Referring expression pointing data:

---

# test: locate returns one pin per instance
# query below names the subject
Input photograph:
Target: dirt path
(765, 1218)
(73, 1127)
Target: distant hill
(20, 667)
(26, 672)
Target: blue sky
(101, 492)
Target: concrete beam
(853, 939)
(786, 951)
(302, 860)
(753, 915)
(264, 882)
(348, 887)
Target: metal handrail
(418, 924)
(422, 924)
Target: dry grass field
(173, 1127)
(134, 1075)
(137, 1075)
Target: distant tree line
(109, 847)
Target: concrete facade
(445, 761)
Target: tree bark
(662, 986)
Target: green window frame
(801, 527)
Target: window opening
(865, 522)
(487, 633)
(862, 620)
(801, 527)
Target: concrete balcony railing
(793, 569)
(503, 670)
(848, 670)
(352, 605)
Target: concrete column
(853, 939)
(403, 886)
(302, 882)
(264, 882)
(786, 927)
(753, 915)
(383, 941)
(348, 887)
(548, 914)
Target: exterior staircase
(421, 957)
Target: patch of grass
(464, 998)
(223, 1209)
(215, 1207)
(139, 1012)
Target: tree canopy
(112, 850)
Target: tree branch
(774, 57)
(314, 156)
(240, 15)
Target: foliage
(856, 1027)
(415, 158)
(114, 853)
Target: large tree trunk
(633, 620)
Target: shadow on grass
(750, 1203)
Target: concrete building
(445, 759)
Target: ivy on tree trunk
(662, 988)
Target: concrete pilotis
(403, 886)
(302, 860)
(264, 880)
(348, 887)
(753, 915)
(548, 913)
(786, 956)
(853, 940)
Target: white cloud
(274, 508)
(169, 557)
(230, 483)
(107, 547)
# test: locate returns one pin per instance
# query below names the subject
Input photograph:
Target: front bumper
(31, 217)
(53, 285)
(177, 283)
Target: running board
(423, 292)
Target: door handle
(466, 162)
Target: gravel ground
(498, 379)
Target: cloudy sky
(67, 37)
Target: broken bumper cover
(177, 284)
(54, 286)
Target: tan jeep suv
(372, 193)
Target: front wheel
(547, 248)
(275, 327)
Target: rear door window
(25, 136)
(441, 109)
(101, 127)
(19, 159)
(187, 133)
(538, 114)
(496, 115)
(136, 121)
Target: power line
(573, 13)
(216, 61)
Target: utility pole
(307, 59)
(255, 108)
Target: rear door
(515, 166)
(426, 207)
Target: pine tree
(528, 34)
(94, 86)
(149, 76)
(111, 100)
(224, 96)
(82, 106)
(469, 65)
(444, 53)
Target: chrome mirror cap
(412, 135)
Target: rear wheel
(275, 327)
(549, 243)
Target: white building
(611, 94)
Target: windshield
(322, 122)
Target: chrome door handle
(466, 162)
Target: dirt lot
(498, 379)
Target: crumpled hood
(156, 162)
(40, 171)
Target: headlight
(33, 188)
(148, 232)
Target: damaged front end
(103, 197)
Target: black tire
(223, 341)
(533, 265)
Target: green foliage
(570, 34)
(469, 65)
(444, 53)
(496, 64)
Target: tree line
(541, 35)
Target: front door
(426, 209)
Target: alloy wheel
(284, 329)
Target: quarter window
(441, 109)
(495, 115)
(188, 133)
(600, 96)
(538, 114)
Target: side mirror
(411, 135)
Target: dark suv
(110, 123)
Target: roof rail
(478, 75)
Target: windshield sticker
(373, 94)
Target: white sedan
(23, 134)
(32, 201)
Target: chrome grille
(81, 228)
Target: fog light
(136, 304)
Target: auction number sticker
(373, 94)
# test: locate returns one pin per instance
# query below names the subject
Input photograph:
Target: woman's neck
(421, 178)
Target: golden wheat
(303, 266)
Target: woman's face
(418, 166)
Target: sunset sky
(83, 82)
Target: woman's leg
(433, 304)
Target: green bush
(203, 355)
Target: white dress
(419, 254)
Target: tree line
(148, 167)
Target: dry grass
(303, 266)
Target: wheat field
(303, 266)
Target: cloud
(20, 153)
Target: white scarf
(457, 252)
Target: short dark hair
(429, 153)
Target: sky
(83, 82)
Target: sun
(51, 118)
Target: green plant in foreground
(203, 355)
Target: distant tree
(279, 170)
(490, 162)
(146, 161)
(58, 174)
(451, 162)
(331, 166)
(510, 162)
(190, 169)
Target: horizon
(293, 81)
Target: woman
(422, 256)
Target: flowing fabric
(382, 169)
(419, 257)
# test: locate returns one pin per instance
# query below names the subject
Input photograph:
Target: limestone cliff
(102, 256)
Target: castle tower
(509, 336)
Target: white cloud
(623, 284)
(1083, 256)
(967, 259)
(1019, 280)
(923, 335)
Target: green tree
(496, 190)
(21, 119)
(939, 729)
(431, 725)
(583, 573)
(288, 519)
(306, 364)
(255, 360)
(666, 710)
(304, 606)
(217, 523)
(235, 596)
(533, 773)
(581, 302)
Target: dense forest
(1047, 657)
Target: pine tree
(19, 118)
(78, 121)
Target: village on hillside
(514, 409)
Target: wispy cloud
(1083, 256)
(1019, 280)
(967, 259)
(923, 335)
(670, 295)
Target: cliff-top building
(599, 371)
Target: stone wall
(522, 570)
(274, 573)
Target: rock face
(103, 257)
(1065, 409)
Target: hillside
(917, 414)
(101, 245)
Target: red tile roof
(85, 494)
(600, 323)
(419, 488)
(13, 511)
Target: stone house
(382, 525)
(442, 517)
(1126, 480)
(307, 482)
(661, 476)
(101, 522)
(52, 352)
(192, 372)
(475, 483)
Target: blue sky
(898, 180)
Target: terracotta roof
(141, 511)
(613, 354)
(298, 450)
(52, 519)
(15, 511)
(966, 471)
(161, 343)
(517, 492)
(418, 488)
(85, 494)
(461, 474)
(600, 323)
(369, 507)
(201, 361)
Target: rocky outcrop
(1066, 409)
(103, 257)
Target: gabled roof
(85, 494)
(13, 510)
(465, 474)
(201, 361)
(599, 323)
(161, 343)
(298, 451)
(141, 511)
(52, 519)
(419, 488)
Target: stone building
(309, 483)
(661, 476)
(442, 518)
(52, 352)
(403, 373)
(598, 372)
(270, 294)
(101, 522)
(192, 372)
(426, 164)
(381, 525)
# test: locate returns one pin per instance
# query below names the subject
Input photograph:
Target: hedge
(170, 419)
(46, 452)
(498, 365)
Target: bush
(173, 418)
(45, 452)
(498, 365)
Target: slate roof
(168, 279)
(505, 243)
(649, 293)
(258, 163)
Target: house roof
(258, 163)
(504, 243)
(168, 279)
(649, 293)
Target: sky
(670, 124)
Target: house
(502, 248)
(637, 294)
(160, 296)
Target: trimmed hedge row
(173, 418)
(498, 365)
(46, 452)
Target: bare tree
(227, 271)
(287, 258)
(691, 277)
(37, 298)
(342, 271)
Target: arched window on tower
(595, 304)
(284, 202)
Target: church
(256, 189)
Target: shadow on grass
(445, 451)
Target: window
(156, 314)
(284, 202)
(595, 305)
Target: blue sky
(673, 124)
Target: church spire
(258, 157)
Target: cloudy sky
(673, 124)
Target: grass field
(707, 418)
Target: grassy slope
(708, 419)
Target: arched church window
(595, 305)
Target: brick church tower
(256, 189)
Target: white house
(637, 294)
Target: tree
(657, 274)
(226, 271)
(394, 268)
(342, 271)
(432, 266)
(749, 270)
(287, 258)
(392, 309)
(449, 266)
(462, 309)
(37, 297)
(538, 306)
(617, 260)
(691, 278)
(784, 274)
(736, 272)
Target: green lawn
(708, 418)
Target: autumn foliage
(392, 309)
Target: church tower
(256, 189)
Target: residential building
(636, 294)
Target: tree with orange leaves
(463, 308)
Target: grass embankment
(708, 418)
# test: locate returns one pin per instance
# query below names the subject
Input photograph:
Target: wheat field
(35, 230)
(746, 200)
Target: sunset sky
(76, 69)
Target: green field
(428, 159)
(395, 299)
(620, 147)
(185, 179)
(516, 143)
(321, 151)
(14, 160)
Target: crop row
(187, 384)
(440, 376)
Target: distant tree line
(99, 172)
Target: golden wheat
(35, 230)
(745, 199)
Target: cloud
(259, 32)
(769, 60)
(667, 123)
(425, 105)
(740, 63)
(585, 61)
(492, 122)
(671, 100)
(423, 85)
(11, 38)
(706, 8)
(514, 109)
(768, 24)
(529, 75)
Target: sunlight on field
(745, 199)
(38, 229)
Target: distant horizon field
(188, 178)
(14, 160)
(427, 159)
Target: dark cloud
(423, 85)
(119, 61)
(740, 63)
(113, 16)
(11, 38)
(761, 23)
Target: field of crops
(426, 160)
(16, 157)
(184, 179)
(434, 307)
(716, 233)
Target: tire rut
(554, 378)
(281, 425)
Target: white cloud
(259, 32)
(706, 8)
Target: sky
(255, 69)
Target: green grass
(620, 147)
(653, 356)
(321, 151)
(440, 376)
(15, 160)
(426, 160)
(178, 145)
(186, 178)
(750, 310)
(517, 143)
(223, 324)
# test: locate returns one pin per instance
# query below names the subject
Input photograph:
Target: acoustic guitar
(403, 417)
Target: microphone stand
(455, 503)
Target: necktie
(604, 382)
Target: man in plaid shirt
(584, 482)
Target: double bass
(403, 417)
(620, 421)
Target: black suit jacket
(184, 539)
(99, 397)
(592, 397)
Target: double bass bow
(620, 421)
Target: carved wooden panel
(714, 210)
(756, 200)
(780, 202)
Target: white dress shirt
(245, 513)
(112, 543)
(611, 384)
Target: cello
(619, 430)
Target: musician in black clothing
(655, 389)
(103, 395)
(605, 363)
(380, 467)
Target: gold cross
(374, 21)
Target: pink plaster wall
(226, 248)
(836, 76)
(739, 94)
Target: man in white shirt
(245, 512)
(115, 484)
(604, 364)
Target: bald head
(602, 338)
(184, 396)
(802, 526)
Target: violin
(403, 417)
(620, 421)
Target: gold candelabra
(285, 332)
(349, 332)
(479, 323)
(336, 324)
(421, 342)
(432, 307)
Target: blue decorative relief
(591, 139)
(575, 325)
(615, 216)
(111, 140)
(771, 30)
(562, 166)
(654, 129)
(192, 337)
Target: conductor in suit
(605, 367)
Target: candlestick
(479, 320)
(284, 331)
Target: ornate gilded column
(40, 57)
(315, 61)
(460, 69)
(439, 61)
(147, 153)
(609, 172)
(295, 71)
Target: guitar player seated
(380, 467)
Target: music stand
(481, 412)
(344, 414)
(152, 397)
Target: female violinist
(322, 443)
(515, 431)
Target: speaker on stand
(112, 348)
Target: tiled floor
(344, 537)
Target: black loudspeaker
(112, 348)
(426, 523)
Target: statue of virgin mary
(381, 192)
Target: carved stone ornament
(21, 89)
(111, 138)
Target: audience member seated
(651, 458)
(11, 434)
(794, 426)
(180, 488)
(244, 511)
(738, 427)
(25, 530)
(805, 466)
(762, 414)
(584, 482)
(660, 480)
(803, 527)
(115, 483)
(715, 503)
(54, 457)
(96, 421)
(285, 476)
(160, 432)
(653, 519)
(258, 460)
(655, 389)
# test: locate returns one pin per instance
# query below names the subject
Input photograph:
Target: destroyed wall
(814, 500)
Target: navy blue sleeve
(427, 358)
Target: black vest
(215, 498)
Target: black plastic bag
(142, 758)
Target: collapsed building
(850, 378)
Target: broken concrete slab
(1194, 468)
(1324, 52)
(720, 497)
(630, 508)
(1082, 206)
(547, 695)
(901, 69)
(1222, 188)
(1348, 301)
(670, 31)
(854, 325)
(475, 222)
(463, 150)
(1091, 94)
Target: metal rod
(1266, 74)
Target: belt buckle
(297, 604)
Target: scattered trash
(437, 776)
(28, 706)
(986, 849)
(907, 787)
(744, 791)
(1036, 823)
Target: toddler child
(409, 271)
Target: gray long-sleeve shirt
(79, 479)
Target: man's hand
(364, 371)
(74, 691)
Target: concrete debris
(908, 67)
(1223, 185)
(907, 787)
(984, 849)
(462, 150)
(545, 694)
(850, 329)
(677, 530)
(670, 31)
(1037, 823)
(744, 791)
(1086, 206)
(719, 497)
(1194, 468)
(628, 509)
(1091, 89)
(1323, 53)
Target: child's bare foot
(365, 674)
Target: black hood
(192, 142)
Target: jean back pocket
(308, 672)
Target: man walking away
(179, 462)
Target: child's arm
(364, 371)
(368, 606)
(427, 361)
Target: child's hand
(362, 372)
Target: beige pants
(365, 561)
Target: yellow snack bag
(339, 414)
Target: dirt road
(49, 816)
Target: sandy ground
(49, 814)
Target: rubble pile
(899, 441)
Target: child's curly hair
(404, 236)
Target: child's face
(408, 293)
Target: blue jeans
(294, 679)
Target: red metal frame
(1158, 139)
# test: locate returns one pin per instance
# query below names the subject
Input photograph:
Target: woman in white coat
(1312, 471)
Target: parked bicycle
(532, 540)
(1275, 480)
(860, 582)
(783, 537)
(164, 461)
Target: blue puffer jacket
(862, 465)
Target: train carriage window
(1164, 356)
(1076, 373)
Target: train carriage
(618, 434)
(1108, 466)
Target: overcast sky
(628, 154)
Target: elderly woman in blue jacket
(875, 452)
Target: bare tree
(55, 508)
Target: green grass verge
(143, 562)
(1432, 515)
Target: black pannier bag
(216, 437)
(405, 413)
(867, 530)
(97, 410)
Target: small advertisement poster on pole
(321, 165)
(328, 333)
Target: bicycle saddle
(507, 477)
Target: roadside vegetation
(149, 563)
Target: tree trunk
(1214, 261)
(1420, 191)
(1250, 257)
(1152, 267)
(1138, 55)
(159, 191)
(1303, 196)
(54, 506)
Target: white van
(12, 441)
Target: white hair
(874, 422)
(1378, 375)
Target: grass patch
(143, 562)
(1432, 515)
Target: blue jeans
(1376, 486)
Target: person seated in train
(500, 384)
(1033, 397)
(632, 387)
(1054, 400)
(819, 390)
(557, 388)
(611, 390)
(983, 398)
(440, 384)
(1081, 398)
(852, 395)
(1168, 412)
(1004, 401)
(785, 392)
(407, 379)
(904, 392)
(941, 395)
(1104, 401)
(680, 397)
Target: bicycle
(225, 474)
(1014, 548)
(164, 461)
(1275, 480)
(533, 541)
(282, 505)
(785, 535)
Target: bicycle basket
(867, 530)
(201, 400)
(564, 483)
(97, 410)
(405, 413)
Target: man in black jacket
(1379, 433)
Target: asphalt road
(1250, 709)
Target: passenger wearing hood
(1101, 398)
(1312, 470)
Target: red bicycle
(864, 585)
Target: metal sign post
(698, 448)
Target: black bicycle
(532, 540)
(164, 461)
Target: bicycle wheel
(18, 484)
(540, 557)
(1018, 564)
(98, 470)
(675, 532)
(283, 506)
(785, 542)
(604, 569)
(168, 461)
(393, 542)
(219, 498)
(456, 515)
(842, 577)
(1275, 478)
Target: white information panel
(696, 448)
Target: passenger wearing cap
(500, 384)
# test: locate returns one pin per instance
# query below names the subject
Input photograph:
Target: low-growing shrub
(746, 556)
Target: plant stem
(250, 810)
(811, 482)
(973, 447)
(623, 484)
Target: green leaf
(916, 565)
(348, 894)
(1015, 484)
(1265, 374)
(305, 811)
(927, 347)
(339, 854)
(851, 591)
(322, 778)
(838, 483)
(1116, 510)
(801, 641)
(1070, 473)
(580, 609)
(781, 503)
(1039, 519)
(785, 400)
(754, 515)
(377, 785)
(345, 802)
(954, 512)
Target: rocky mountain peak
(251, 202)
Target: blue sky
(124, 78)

---

Reproduce, with both ends included, the lines from the one holding "Target: grass patch" to the end of the records above.

## Task solution
Target: grass patch
(143, 562)
(1432, 515)
Target: blue jeans
(1376, 486)
Target: person seated in train
(500, 384)
(1033, 397)
(632, 387)
(1054, 400)
(819, 390)
(557, 388)
(611, 390)
(983, 398)
(440, 384)
(1081, 398)
(852, 395)
(1168, 412)
(1004, 401)
(785, 392)
(407, 379)
(904, 392)
(941, 395)
(1104, 401)
(680, 397)
Target: bicycle
(225, 474)
(1014, 548)
(164, 461)
(1275, 480)
(533, 541)
(282, 505)
(785, 535)
Target: bicycle basket
(867, 530)
(201, 400)
(564, 483)
(97, 410)
(405, 413)
Target: man in black jacket
(1379, 433)
Target: asphalt road
(1250, 709)
Target: passenger wearing hood
(1101, 398)
(1312, 470)
Target: red bicycle
(864, 585)
Target: metal sign post
(698, 448)
Target: black bicycle
(532, 540)
(164, 461)
Target: bicycle wheel
(18, 484)
(540, 557)
(1018, 564)
(98, 470)
(675, 532)
(283, 506)
(785, 542)
(604, 569)
(168, 461)
(393, 542)
(219, 498)
(456, 515)
(842, 577)
(1275, 478)
Target: white information panel
(696, 448)
Target: passenger wearing cap
(500, 384)
# test: locate returns one pin per instance
# query below names the subject
Input photograph:
Target: low-growing shrub
(746, 556)
Target: plant stem
(250, 810)
(811, 482)
(973, 447)
(623, 484)
Target: green leaf
(916, 565)
(348, 894)
(1015, 484)
(1265, 374)
(305, 811)
(927, 347)
(339, 854)
(851, 591)
(322, 778)
(838, 483)
(1116, 510)
(801, 641)
(1070, 473)
(580, 609)
(781, 503)
(1039, 519)
(785, 400)
(754, 515)
(377, 785)
(345, 802)
(954, 512)
Target: rocky mountain peak
(251, 202)
Target: blue sky
(124, 78)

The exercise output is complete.